- **What to work on**: Collect every line in the entries that contains the string "pond", and copy each one in full. Treat uppercase and lowercase letters as different.

- **Listed records**:
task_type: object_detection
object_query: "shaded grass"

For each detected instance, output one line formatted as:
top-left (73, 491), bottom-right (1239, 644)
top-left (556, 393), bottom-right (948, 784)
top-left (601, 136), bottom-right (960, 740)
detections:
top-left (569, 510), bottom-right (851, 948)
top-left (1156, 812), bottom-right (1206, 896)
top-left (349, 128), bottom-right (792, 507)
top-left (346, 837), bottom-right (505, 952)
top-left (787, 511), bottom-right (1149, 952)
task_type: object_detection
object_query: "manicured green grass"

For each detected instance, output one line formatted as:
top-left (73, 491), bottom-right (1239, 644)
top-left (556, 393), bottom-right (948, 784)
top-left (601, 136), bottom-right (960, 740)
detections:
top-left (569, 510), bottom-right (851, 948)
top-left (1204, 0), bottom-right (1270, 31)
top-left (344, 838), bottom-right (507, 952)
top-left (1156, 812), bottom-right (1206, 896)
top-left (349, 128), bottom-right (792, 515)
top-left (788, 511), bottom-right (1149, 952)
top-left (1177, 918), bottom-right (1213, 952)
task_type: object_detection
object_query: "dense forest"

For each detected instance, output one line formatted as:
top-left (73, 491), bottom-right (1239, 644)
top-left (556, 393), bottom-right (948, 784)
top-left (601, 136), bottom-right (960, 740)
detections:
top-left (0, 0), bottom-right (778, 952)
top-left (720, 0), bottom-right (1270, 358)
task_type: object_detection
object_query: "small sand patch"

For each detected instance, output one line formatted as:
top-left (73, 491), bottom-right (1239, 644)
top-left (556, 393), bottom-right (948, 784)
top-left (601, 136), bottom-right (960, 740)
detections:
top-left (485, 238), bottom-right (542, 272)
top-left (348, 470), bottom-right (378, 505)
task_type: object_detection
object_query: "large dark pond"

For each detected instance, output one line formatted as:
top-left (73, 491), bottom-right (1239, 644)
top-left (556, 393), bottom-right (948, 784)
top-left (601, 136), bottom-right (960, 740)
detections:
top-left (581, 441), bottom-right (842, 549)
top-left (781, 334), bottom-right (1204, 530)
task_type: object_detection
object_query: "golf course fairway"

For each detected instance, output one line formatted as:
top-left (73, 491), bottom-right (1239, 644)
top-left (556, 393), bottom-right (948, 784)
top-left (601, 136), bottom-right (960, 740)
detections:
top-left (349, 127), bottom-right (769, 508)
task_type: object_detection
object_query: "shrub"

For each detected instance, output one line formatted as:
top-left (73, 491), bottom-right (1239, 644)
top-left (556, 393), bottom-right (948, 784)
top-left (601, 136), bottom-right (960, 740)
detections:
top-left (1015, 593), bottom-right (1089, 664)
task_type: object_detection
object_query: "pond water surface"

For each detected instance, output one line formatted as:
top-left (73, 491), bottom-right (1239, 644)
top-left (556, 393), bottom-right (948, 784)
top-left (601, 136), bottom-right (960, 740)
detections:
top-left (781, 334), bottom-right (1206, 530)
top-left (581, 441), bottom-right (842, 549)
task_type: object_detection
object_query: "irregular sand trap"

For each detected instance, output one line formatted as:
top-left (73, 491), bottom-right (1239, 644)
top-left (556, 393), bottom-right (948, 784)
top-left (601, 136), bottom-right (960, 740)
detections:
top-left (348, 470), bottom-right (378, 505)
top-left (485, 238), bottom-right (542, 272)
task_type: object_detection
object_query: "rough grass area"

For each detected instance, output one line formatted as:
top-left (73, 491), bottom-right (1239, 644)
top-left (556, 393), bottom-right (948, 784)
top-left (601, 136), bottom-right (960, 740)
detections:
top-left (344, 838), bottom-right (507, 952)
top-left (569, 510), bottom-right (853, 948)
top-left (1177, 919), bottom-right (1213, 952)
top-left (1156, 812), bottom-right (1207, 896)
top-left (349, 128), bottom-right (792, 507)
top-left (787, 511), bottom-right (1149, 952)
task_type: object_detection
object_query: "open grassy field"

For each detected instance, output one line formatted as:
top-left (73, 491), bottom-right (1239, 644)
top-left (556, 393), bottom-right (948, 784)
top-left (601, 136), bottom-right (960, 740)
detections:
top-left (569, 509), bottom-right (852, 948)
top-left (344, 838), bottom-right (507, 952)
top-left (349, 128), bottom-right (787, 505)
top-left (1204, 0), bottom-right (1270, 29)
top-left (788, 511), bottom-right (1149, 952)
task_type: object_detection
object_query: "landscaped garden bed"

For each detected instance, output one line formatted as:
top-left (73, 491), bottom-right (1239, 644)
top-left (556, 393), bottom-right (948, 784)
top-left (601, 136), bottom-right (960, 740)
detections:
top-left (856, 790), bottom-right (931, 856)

- **Reply to the task**:
object_query: "large dark pond"
object_query: "pond water surface"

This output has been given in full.